**AIM OF THE TASK**. Copy every item below without changing a single character, keeping each line in its original order.

[DATA SECTION Boundary: Start]

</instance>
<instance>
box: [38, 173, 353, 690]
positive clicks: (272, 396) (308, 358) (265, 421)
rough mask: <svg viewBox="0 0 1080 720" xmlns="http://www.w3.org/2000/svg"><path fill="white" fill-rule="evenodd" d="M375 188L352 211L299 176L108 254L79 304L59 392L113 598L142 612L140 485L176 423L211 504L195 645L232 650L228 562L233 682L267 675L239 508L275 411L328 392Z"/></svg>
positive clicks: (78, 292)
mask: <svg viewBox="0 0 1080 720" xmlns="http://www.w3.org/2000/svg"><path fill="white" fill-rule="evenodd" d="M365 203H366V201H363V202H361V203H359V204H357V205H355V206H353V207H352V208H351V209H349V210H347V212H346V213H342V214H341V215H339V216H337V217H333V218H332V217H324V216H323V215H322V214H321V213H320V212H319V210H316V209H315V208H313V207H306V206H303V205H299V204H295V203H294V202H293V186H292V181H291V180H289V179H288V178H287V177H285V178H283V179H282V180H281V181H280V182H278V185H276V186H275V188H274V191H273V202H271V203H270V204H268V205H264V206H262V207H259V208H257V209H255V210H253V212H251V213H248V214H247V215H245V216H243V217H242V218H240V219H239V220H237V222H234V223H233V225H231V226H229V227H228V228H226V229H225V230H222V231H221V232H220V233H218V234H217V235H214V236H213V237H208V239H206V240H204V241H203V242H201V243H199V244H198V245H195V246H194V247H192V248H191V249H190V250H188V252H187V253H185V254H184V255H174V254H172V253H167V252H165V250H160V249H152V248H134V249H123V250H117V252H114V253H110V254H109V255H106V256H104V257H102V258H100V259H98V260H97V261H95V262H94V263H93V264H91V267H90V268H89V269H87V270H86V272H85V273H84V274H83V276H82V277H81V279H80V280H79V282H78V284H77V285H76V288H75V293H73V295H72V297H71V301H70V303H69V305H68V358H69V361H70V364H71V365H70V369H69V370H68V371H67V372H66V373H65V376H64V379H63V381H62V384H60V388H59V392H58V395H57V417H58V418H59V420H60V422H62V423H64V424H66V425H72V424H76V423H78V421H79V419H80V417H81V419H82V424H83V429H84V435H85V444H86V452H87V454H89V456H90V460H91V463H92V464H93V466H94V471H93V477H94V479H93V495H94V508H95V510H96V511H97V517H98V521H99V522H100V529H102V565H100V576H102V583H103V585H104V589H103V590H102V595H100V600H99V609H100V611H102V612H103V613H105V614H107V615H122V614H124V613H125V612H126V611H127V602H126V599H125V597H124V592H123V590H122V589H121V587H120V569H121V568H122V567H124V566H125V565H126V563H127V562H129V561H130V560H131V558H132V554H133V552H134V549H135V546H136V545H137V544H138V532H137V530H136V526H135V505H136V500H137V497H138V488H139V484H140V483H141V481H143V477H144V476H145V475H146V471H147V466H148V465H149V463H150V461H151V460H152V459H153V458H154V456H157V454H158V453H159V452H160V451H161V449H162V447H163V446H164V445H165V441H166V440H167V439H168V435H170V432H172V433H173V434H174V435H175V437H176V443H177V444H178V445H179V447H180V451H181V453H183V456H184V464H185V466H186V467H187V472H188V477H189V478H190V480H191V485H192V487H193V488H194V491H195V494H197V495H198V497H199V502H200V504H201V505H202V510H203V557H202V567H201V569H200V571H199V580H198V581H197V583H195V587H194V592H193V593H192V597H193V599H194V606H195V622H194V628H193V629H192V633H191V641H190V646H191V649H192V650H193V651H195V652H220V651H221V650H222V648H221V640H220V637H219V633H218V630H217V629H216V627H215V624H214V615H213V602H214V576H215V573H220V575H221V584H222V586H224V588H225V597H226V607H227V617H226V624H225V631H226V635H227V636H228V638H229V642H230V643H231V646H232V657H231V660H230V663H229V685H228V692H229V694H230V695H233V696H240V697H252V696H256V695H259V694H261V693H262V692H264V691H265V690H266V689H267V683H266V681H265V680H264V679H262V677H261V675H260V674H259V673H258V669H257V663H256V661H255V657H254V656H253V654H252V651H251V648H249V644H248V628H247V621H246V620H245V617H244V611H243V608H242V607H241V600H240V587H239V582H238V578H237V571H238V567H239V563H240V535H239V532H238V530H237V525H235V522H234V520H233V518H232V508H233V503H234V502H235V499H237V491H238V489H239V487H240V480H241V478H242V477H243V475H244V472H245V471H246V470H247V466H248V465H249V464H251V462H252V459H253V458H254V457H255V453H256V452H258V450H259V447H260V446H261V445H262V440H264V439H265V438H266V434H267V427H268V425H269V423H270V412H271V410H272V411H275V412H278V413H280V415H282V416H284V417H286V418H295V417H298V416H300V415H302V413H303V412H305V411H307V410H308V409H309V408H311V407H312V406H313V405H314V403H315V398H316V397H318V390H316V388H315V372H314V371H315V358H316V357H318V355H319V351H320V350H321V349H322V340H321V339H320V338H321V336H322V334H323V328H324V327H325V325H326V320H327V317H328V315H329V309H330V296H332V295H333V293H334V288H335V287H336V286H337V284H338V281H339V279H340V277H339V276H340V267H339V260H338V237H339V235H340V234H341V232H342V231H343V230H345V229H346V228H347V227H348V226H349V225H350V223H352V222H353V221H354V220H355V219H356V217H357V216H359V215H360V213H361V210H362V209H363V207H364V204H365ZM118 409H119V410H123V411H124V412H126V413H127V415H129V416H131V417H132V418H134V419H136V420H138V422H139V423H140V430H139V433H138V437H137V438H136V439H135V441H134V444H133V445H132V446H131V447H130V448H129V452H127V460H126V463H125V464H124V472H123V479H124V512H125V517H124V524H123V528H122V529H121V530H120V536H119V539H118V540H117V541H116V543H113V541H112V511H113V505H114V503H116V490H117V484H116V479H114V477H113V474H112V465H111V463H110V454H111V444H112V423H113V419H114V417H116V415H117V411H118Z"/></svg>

[DATA SECTION Boundary: End]

**OUTPUT**.
</instance>
<instance>
box: [38, 173, 353, 690]
positive clicks: (272, 396) (308, 358) (265, 421)
rough mask: <svg viewBox="0 0 1080 720" xmlns="http://www.w3.org/2000/svg"><path fill="white" fill-rule="evenodd" d="M375 188L352 211L299 176L108 254L79 304L59 392L113 598L142 612L140 485L176 423L211 504L195 645L232 650L228 562L233 682L267 675L239 508L275 411L328 392Z"/></svg>
positive clicks: (78, 292)
mask: <svg viewBox="0 0 1080 720" xmlns="http://www.w3.org/2000/svg"><path fill="white" fill-rule="evenodd" d="M365 203H366V201H363V202H361V203H359V204H357V205H355V206H353V207H352V208H351V209H349V210H347V212H346V213H342V214H341V215H339V216H337V217H333V218H332V217H324V216H323V215H322V214H321V213H320V212H319V210H316V209H315V208H313V207H306V206H303V205H299V204H295V203H294V202H293V186H292V181H291V180H289V179H288V178H287V177H285V178H283V179H282V180H281V181H280V182H278V185H276V186H275V188H274V191H273V202H271V203H270V204H268V205H264V206H262V207H259V208H257V209H255V210H253V212H251V213H248V214H247V215H245V216H243V217H242V218H240V219H239V220H237V222H234V223H233V225H231V226H229V227H228V228H226V229H225V230H222V231H221V232H220V233H218V234H217V235H214V236H213V237H208V239H206V240H204V241H203V242H201V243H199V244H198V245H195V246H194V247H192V248H191V249H190V250H188V252H187V253H185V254H184V255H174V254H172V253H167V252H165V250H160V249H152V248H134V249H123V250H117V252H114V253H110V254H109V255H106V256H104V257H102V258H100V259H98V260H97V261H95V262H94V263H93V264H91V267H90V268H89V269H87V270H86V272H85V273H84V274H83V276H82V277H81V279H80V280H79V282H78V284H77V285H76V288H75V293H73V295H72V297H71V301H70V303H69V305H68V358H69V361H70V364H71V365H70V369H69V370H68V371H67V372H66V373H65V376H64V379H63V381H62V384H60V388H59V392H58V395H57V417H58V418H59V420H60V422H62V423H64V424H66V425H72V424H76V423H78V421H79V419H80V417H81V419H82V424H83V429H84V435H85V444H86V452H87V454H89V456H90V460H91V463H92V464H93V466H94V471H93V477H94V479H93V495H94V508H95V510H96V511H97V517H98V521H99V522H100V529H102V565H100V576H102V583H103V585H104V589H103V590H102V595H100V600H99V609H100V611H102V612H103V613H105V614H107V615H122V614H124V613H125V612H126V611H127V602H126V599H125V597H124V592H123V590H122V589H121V587H120V569H121V568H122V567H124V566H125V565H126V563H127V562H129V561H130V560H131V558H132V554H133V552H134V549H135V546H136V545H137V544H138V532H137V530H136V526H135V505H136V500H137V497H138V488H139V484H140V483H141V481H143V477H144V476H145V475H146V471H147V466H148V465H149V463H150V461H151V460H152V459H153V458H154V456H157V454H158V453H159V452H160V451H161V449H162V447H163V446H164V445H165V441H166V440H167V439H168V435H170V432H172V433H173V434H174V435H175V437H176V443H177V444H178V445H179V447H180V451H181V453H183V456H184V464H185V466H186V467H187V472H188V477H189V478H190V480H191V485H192V487H193V488H194V491H195V494H197V495H198V497H199V502H200V504H201V505H202V510H203V557H202V567H201V569H200V571H199V580H198V581H197V583H195V587H194V592H193V593H192V597H193V599H194V606H195V622H194V628H193V629H192V633H191V641H190V646H191V649H192V650H193V651H195V652H220V651H221V650H222V648H221V640H220V637H219V633H218V630H217V629H216V627H215V624H214V615H213V602H214V576H215V573H220V575H221V584H222V586H224V588H225V597H226V607H227V617H226V624H225V631H226V635H227V636H228V638H229V642H230V643H231V646H232V657H231V660H230V663H229V685H228V692H229V694H230V695H233V696H240V697H252V696H256V695H259V694H261V693H262V692H264V691H265V690H266V689H267V683H266V681H265V680H264V679H262V677H261V675H260V674H259V673H258V669H257V663H256V661H255V657H254V656H253V654H252V651H251V648H249V644H248V628H247V621H246V620H245V617H244V611H243V608H242V607H241V600H240V587H239V582H238V578H237V571H238V567H239V563H240V535H239V532H238V530H237V525H235V522H234V520H233V518H232V508H233V503H234V502H235V499H237V491H238V489H239V487H240V480H241V478H242V477H243V475H244V472H245V471H246V470H247V466H248V465H249V464H251V462H252V459H253V458H254V457H255V453H256V452H258V450H259V447H260V446H261V445H262V440H264V439H265V438H266V434H267V427H268V425H269V423H270V412H271V410H272V411H275V412H278V413H280V415H282V416H284V417H286V418H295V417H298V416H300V415H302V413H303V412H305V411H307V410H308V409H309V408H311V407H312V406H313V405H314V403H315V398H316V397H318V390H316V388H315V372H314V371H315V358H316V357H318V355H319V351H320V350H321V349H322V340H321V339H320V338H321V336H322V334H323V328H324V327H325V325H326V320H327V317H328V315H329V309H330V296H332V295H333V293H334V288H335V287H336V286H337V284H338V281H339V279H340V277H339V276H340V267H339V260H338V237H339V235H340V234H341V232H342V231H343V230H345V229H346V228H347V227H348V226H349V225H350V223H352V222H353V221H354V220H355V219H356V217H357V216H359V215H360V213H361V210H362V209H363V207H364V204H365ZM118 409H119V410H123V411H124V412H126V413H127V415H129V416H131V417H132V418H134V419H136V420H138V422H139V423H140V430H139V433H138V437H137V438H136V439H135V441H134V444H133V445H132V446H131V447H130V448H129V452H127V460H126V463H125V464H124V472H123V479H124V512H125V517H124V524H123V528H122V529H121V530H120V536H119V539H118V540H117V541H116V543H113V541H112V511H113V505H114V503H116V490H117V484H116V479H114V477H113V474H112V465H111V463H110V454H111V444H112V423H113V419H114V417H116V415H117V411H118Z"/></svg>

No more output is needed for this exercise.